▶ _Vos tâches_:
A – Dans le texte sur le droit international et la Palestine, quel éditeur a publié l'ouvrage de Noura Erakat, et en quelle année ?
B – Reprenez le texte sur le droit international et la Palestine en le poursuivant après sa dernière phrase.

▶ _Document source_:
━━━

Pourquoi le droit international ne peut sauver la Palestine
La législation internationale a été totalement incapable de mettre un terme, voire de freiner, le projet colonial violent d’Israël. Les institutions juridiques peuvent être des outils, dans notre mouvement politique, mais elles ne peuvent libérer la Palestine à elles seules.
Analyse de Justice for Some: Law and the Question of Palestine (La justice pour certains : la législation et la question palestinienne), par Noura Erakat (Stanford University Press, 2019).
Quand le secrétaire d’État américain, Mike Pompeo, a annoncé en novembre que l’administration Trump ne considérerait plus les colonies israéliennes comme illégales, il a fait montre d’une compréhension bien affûtée de la relation entre les lois et la politique, et la chose irrite particulièrement certains de ses homologues plus larges d’esprit. « Les discussions de droit international quant à savoir qui a raison ou tort n’apporteront pas la paix », a-t-il proclamé. « Se cantonner sur des positions juridiques ne fera pas avancer la paix. »

━━━

▶ _Entrées fournies_:
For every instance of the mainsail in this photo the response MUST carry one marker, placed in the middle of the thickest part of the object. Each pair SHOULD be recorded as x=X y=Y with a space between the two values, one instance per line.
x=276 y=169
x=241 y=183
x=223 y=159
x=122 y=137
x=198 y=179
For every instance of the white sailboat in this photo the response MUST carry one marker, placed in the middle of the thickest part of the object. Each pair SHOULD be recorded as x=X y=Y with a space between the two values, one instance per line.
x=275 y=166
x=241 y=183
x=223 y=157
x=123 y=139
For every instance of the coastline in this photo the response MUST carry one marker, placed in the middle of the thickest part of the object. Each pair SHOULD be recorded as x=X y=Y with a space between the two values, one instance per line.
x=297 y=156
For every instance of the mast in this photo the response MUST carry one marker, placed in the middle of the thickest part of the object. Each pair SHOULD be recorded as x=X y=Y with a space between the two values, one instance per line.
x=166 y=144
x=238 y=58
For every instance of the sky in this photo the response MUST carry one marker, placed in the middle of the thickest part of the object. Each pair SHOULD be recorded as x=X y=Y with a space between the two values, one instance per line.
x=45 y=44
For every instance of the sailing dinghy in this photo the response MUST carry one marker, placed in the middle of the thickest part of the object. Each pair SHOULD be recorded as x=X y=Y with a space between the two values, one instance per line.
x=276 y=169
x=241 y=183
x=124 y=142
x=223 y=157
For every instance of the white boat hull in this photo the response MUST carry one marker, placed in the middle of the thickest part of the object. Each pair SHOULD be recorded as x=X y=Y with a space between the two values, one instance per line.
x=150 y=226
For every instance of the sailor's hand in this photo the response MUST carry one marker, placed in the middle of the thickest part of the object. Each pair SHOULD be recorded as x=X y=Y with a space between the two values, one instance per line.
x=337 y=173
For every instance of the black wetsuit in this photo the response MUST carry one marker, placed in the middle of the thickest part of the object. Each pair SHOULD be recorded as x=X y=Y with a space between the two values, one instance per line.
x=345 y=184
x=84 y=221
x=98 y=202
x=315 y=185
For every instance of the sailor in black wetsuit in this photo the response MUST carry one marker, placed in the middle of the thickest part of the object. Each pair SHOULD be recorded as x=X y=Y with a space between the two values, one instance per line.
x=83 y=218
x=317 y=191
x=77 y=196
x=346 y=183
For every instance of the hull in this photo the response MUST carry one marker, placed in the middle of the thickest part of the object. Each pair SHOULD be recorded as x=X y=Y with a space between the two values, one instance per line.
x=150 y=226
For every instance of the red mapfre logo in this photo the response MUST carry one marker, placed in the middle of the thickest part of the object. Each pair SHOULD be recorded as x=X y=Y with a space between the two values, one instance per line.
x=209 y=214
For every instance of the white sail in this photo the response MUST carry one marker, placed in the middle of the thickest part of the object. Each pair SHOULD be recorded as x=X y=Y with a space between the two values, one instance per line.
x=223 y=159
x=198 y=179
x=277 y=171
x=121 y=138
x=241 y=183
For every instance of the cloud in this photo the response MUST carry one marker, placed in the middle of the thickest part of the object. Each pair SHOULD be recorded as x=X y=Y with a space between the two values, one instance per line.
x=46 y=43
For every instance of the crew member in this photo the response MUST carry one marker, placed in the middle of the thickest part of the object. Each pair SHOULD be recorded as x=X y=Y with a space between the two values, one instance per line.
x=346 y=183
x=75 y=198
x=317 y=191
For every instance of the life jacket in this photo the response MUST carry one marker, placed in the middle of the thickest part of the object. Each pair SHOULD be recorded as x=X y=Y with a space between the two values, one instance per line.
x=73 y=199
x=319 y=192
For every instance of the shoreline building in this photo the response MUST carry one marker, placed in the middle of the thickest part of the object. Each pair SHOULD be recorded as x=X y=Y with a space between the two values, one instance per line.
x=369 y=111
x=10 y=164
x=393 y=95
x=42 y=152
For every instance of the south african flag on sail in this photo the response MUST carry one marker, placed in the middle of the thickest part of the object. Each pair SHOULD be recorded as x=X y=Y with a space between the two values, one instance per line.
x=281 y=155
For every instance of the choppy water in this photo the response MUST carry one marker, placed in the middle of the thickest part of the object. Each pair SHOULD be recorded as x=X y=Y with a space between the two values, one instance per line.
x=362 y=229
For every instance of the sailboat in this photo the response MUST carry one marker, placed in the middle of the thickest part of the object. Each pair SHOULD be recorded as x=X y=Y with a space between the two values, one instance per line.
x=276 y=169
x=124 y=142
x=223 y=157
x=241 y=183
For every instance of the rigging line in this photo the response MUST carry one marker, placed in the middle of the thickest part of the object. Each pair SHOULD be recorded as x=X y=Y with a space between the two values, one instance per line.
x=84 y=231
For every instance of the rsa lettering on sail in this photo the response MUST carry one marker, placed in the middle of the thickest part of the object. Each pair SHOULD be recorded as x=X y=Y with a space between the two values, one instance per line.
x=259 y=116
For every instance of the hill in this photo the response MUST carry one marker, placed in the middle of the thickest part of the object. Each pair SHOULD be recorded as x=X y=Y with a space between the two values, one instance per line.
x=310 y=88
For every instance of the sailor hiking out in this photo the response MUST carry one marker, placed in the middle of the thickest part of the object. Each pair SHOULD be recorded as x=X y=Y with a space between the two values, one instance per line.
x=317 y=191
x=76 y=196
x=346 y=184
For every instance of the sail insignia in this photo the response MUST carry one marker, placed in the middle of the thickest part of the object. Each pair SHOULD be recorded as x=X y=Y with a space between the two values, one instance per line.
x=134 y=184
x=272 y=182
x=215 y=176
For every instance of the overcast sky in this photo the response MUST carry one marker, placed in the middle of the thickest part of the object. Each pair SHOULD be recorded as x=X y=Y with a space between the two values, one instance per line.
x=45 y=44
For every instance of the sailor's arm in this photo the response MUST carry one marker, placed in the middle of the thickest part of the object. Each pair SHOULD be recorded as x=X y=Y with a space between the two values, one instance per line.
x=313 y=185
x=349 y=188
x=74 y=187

━━━

▶ _Réponses_:
A – Stanford University Press, en 2019.

B –
Pour bien des gens de tendance libérale ou progressiste, la loi est le critère incontournable, l’alpha et l’oméga de la justice. Une critique progressiste de la façon dont Israël traite les Palestiniens, par exemple, se focalise habituellement sur la simple question de savoir si Israël adhère suffisamment aux dogmes importants du droit international.
Les commentaires de Pompeo font montre d’une différenciation technique vis-à-vis de son prédécesseur.
En 2016, John Kerry avait déclaré que les colonies israéliennes n’étaient « pas conformes à la législation internationale ». De même, lors des tirs de snipers contre la Grande Marche du Retour, à Gaza, l’an dernier, cinq députés démocrates avaient imploré les soldats israéliens de « faire preuve d’une modération extrême dans le recours à la force létale et respecter totalement les lois internationales ».
Certains juristes progressistes avaient même prétendu que l’administration Trump tentait de « faucher l’herbe sous le pied de l’ordre juridique international de l’après-guerre » pour avoir reconnu la souveraineté israélienne sur les hauteurs du Golan. Pour réaliser la paix, selon ce discours typique d’une « démocratie faussée », tout ce qu’Israël doit faire, c’est mieux respecter la législation internationale.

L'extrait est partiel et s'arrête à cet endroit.